START Selected excerpt

And maybe find a therapist for yourself. Being snipped should always be the man's choice. You give your wife too much power, it sounds like. Then, like a sulking child, you hate her.
Might be patterns here with how things were in the power dynamic with your mother?
The anger and hating is bad for your body. Find a way to clear it.
Your wife does sound insensitive to your experiences. Though, what is it she can do? Feel guilty all the time, is that what you want?
Maybe a pain management clinic. Some meditation, to help you release the pain, not tense with it.
4
You were dead set against having a second child, so much so that you resorted extreme measures like, uh, the rhythm method to prevent one. Your wife sounds unkind and unpleasant, I'll grant you, but you sound like a whining baby moron/asshole. I hope your pain gets better and I hope the two of you take some parenting classes because your two unfortunate kids deserve better than you idiots can currently offer.
5
Yeah, Dan, I was surprised that there was zero mention of the kids in your advice, and this guy's place in the rolling out of this situation.

Glad to see that your commenters are covering those bases for you.

END Selected excerpt

### What this exercise asks
1. Transcribe the part of the comments that opens with the words "Your wife does" and closes with "bases for you.".
2. What kind of clinic is suggested in the comments?
3. For each statement, say yes or no depending on whether it agrees with the comments, and quote the words that decide it.
(a) One commenter says getting snipped should always be the man's choice.
(b) One commenter says the wife sounds kind and pleasant.
(c) One commenter says the kids were mentioned in Dan's advice.

START Provided records

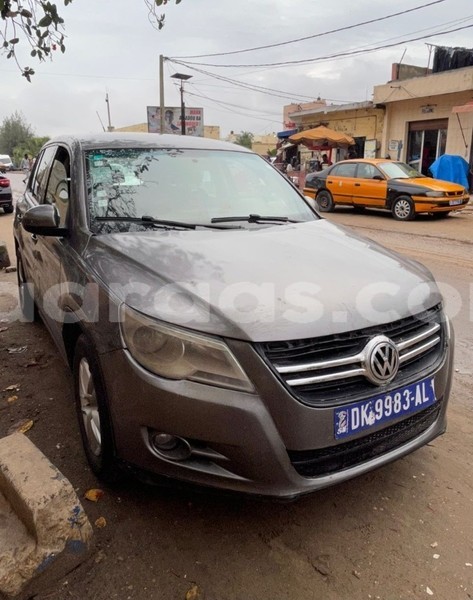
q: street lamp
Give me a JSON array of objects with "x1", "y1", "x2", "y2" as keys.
[{"x1": 171, "y1": 73, "x2": 192, "y2": 135}]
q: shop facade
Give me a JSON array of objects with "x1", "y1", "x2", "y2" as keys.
[{"x1": 373, "y1": 67, "x2": 473, "y2": 175}]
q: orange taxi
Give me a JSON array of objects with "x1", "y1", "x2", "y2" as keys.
[{"x1": 304, "y1": 158, "x2": 470, "y2": 221}]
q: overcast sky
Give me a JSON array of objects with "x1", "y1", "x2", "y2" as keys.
[{"x1": 0, "y1": 0, "x2": 473, "y2": 137}]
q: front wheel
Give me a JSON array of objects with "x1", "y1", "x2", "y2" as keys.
[
  {"x1": 391, "y1": 196, "x2": 415, "y2": 221},
  {"x1": 316, "y1": 190, "x2": 334, "y2": 212},
  {"x1": 73, "y1": 334, "x2": 120, "y2": 482}
]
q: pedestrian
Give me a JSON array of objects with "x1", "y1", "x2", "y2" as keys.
[{"x1": 20, "y1": 154, "x2": 31, "y2": 183}]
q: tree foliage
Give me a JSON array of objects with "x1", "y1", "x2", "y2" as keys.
[
  {"x1": 0, "y1": 0, "x2": 181, "y2": 81},
  {"x1": 235, "y1": 131, "x2": 254, "y2": 150},
  {"x1": 0, "y1": 112, "x2": 34, "y2": 156}
]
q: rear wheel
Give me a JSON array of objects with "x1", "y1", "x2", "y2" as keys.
[
  {"x1": 73, "y1": 334, "x2": 121, "y2": 482},
  {"x1": 316, "y1": 190, "x2": 334, "y2": 212},
  {"x1": 391, "y1": 196, "x2": 416, "y2": 221}
]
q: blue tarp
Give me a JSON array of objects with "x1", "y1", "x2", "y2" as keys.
[{"x1": 429, "y1": 154, "x2": 469, "y2": 189}]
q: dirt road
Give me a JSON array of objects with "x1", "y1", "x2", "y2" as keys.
[{"x1": 0, "y1": 173, "x2": 473, "y2": 600}]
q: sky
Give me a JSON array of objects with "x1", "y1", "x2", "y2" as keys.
[{"x1": 0, "y1": 0, "x2": 473, "y2": 138}]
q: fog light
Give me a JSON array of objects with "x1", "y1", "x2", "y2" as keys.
[{"x1": 150, "y1": 431, "x2": 192, "y2": 460}]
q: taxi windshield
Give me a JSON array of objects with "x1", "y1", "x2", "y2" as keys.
[{"x1": 378, "y1": 162, "x2": 424, "y2": 179}]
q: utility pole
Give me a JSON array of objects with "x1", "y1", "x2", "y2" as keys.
[
  {"x1": 171, "y1": 73, "x2": 192, "y2": 135},
  {"x1": 159, "y1": 54, "x2": 164, "y2": 133}
]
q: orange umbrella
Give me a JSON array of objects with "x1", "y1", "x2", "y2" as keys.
[{"x1": 289, "y1": 125, "x2": 355, "y2": 148}]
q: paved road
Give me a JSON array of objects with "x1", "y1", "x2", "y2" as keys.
[{"x1": 0, "y1": 173, "x2": 473, "y2": 600}]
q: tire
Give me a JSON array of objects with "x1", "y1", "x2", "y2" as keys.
[
  {"x1": 73, "y1": 334, "x2": 122, "y2": 482},
  {"x1": 315, "y1": 190, "x2": 335, "y2": 212},
  {"x1": 391, "y1": 196, "x2": 416, "y2": 221},
  {"x1": 16, "y1": 249, "x2": 41, "y2": 323}
]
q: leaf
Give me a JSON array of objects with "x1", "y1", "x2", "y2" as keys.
[
  {"x1": 38, "y1": 15, "x2": 53, "y2": 27},
  {"x1": 17, "y1": 419, "x2": 34, "y2": 433},
  {"x1": 84, "y1": 488, "x2": 105, "y2": 502}
]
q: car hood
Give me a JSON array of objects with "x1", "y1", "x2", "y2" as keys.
[
  {"x1": 84, "y1": 219, "x2": 441, "y2": 341},
  {"x1": 391, "y1": 177, "x2": 464, "y2": 192}
]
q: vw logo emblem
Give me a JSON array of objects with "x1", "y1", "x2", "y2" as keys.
[{"x1": 364, "y1": 335, "x2": 399, "y2": 385}]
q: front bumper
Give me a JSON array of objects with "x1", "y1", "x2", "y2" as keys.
[{"x1": 100, "y1": 326, "x2": 453, "y2": 499}]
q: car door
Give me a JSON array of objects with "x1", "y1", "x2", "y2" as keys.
[
  {"x1": 16, "y1": 146, "x2": 70, "y2": 346},
  {"x1": 353, "y1": 162, "x2": 387, "y2": 208},
  {"x1": 326, "y1": 162, "x2": 357, "y2": 205},
  {"x1": 15, "y1": 146, "x2": 56, "y2": 298}
]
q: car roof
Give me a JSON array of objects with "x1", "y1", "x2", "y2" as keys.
[{"x1": 48, "y1": 131, "x2": 252, "y2": 153}]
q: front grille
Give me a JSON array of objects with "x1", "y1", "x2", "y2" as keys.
[
  {"x1": 288, "y1": 402, "x2": 441, "y2": 477},
  {"x1": 257, "y1": 305, "x2": 445, "y2": 406}
]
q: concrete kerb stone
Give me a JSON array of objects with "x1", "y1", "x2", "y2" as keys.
[{"x1": 0, "y1": 433, "x2": 92, "y2": 598}]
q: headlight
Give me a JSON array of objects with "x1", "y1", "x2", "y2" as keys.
[{"x1": 120, "y1": 304, "x2": 254, "y2": 392}]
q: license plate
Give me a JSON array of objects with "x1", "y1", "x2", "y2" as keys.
[{"x1": 333, "y1": 377, "x2": 436, "y2": 440}]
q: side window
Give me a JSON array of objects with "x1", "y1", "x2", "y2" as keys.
[
  {"x1": 356, "y1": 163, "x2": 384, "y2": 179},
  {"x1": 30, "y1": 146, "x2": 57, "y2": 203},
  {"x1": 44, "y1": 148, "x2": 71, "y2": 227},
  {"x1": 330, "y1": 163, "x2": 357, "y2": 177}
]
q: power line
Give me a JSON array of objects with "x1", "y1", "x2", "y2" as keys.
[
  {"x1": 174, "y1": 0, "x2": 445, "y2": 59},
  {"x1": 172, "y1": 25, "x2": 473, "y2": 68}
]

END Provided records

### Results of the tasks
1.
Your wife does sound insensitive to your experiences. Though, what is it she can do? Feel guilty all the time, is that what you want?
Maybe a pain management clinic. Some meditation, to help you release the pain, not tense with it.
4
You were dead set against having a second child, so much so that you resorted extreme measures like, uh, the rhythm method to prevent one. Your wife sounds unkind and unpleasant, I'll grant you, but you sound like a whining baby moron/asshole. I hope your pain gets better and I hope the two of you take some parenting classes because your two unfortunate kids deserve better than you idiots can currently offer.
5
Yeah, Dan, I was surprised that there was zero mention of the kids in your advice, and this guy's place in the rolling out of this situation.

Glad to see that your commenters are covering those bases for you.

2. A pain management clinic.

3.
(a) Yes: "Being snipped should always be the man's choice."
(b) No: "Your wife sounds unkind and unpleasant"
(c) No: "there was zero mention of the kids in your advice"